- **Text**:
··········
Brian Quail (Letters, December 4) is appalled by the carnage that nuclear weapons cause.

So were the scientists who developed it. So am I; I've been to Hiroshima twice and the Peace Park is indeed a sombre experience. However, I've also been to Auschwitz and to the Holocaust Museum in Washington and they were equally affecting.

There's very little visual record from Hiroshima after the bomb dropped. One photographer made his way into town, but was so overcome by what he saw that he took very few photographs. In contrast, the Nazis recorded a lot of what they did, and there is horrific film taken by the Allies as they entered the concentration camps.

I've also read Romeo Dallaire's book about Rwanda. General Dallaire commanded a small detachment of UN troops during the genocide of 1994. About 800,000 people were killed, mostly by those weapons of mass destruction, the machete and the club. Despite his pleas for reinforcement, the UN did nothing, a stain on its record for all time. Yes, nuclear weapons are appalling, but men have found many ways to kill their fellows and only by strong and sometimes violent action can they be deterred from doing so.
··········
Excerpt from a dataset:
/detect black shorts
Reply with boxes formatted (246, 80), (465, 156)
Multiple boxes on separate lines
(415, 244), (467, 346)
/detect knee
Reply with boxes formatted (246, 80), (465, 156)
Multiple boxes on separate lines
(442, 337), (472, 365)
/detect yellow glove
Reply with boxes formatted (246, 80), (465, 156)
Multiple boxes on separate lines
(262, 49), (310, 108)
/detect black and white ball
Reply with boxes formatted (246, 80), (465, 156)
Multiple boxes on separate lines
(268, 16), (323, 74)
··········
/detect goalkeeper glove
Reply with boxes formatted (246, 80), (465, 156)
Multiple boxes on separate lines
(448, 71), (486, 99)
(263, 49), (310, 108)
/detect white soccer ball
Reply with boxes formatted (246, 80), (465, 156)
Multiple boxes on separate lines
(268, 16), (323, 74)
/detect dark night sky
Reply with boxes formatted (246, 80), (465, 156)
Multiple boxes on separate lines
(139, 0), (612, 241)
··········
- **Problem 1**:
In the letter on nuclear weapons, condense the paragraph beginning "I've also read Romeo Dallaire's book" into a short bulleted list that keeps its main facts.
- **Problem 2**:
Pick up the letter on nuclear weapons at its final sentence and carry it forward.

- **Final answer 1**:
- The writer has read Romeo Dallaire's book about Rwanda.
- During the 1994 genocide, General Dallaire commanded a small detachment of UN troops.
- About 800,000 people were killed, mostly with machetes and clubs.
- The UN ignored his pleas for reinforcement, a lasting stain on its record.
- Nuclear weapons are appalling, but people have found many ways to kill one another. Only strong and sometimes violent action deters them.

- **Final answer 2**:
Mr Quail trots out the old canard that nuclear weapons are illegal. The relevant law is the UN's Non-Proliferation Treaty (NPT), which came into effect in 1970. The NPT recognises the five permanent members of the UN Security Council as nuclear-weapon states; among those is the UK. That recognition places a heavy burden of responsi­bility on the UK, and it's regrettable that the SNP wants to shirk that responsibility. But the SNP has form: it was Alex Salmond who claimed it was "unpardonable folly" for Nato to act to stop genocide in the former Yugoslavia, a shameful stance.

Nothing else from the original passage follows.